Rewrite the material with every "round window hole" changed to "circular window opening" and nothing else altered, leaving out the pictures.

**Data in this exercise**.

--------

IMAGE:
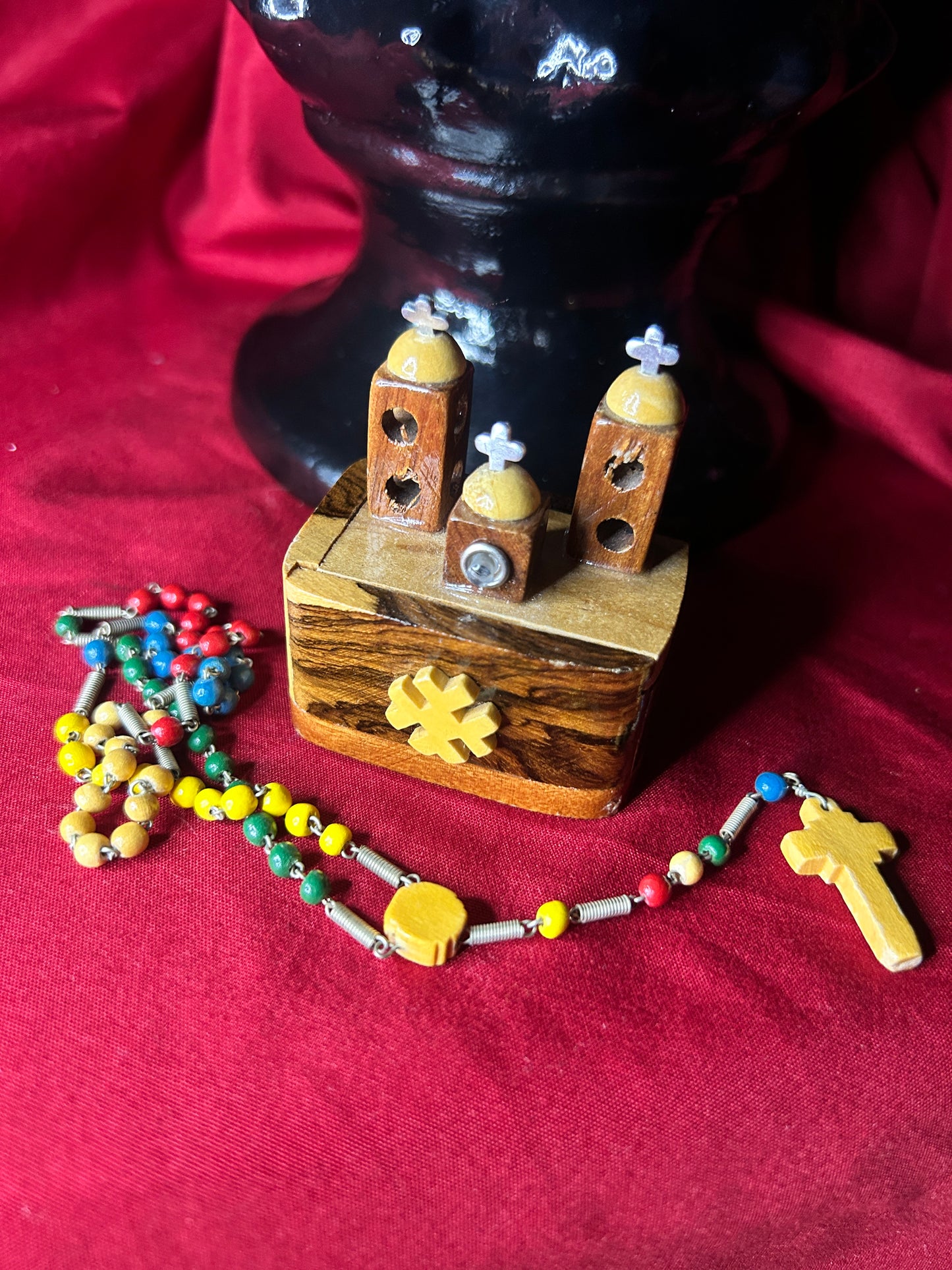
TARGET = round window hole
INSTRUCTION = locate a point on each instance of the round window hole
(403, 490)
(399, 426)
(625, 475)
(616, 535)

--------

**Finished exercise**.
IMAGE:
TARGET = circular window opening
INSTRUCTION = locate a point on each instance of the circular window opening
(403, 490)
(399, 426)
(625, 475)
(616, 535)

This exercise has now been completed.